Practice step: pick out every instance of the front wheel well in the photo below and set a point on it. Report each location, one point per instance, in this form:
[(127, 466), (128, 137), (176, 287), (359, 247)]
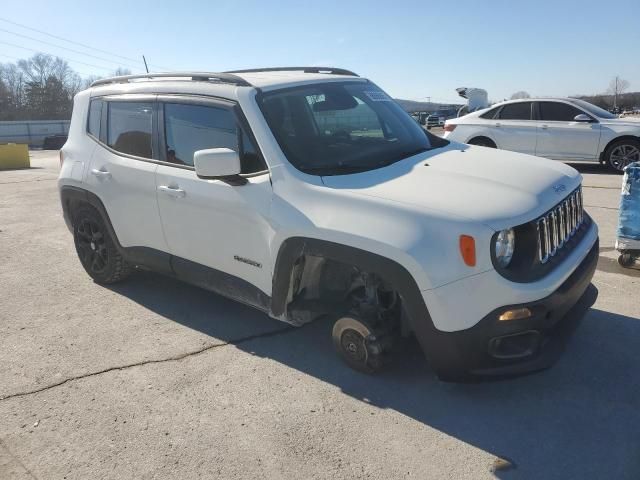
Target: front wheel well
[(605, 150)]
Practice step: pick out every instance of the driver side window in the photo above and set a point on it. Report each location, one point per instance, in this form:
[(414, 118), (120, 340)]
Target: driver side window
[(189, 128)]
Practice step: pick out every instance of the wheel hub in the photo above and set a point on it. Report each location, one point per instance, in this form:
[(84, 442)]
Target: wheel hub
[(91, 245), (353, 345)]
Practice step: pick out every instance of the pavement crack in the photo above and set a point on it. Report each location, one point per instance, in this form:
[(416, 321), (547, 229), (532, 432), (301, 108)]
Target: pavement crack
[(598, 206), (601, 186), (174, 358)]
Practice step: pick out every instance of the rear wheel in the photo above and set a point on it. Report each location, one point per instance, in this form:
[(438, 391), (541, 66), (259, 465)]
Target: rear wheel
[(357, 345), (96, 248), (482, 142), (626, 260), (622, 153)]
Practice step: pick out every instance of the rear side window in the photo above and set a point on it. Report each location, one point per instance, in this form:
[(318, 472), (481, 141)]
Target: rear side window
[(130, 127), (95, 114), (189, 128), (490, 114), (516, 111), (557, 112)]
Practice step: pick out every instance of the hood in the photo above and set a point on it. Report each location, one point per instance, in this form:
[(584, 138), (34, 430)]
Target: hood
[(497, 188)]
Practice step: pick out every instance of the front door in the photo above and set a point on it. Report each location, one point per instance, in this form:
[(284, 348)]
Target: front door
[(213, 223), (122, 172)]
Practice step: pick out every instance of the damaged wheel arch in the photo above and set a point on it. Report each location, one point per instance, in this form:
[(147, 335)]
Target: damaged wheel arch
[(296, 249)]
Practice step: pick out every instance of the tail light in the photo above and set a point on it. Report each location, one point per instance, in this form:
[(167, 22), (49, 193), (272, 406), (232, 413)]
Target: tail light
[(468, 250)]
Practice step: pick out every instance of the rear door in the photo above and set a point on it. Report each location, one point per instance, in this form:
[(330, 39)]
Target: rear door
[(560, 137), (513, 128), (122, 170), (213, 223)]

**Work instructions:**
Restate the preceding entries in full, word for word, with the pictures removed.

**Answer below:**
Practice step: pick out every instance of the front wheel well in the photo below and set a point on it. Report each location, one point per instance, in this form:
[(127, 466), (128, 137), (176, 287), (359, 247)]
Target: front wheel well
[(605, 150)]
Practice step: pick out every instance of the driver side window in the photo above and set a point on it. Report each location, one point per instance, in this form:
[(414, 118), (120, 340)]
Target: driver side window
[(189, 128)]
Practice step: pick out every instance of the wheel hub in the photo above and set a point on it. Report each location, one point per instance, in this form:
[(84, 442)]
Target: wheel hub
[(91, 245), (353, 345)]
Practice step: pick out every instance of the pavement crack in the photo above and set a point on it. Report each location, one point per instance, in this form:
[(416, 321), (547, 229), (532, 432), (301, 108)]
Target: pavement crack
[(598, 206), (601, 186), (174, 358)]
Practice step: pick out every instance of the rear wheel in the photo above and set a point on it. Report each location, one point per instance, in this form:
[(438, 391), (541, 66), (259, 465)]
Target: rear wheel
[(357, 345), (96, 248), (482, 142), (626, 260), (622, 153)]
Practice step: pick out every instance of the rear side window in the photo above and set a point on it. Report each location, one point per instance, in this form:
[(318, 472), (481, 141)]
Target: rear side window
[(130, 127), (95, 114), (189, 128), (490, 114), (516, 111), (557, 112)]
Practice step: pick out every instance of the hood in the photo above and set a point on it. Report each location, one point per instance, in this form:
[(584, 138), (34, 430)]
Target: hood
[(497, 188)]
Practice step: pick out every instance of the front door in the photo above and set a point on it. Report each location, one point per instance, in this form:
[(284, 348)]
Target: front door
[(213, 223), (122, 172)]
Practice step: pick out every instance of the damaged wheel arch in the photo above and set a point on it. Report each location, one point per instance, in this form:
[(147, 335)]
Target: damaged wheel arch
[(296, 249)]
Practice step: pick out every instance of the tail light in the photo above and set a point on it. Report each location, one point per instance, in this form:
[(167, 22), (49, 193), (272, 406), (232, 413)]
Target: tail light
[(468, 250)]
Practice step: pick out every instance of the rear door in the photo above and set a point on it. Report each location, one point per instance, in this form:
[(330, 39)]
Target: rear door
[(560, 137), (513, 128), (122, 170), (213, 223)]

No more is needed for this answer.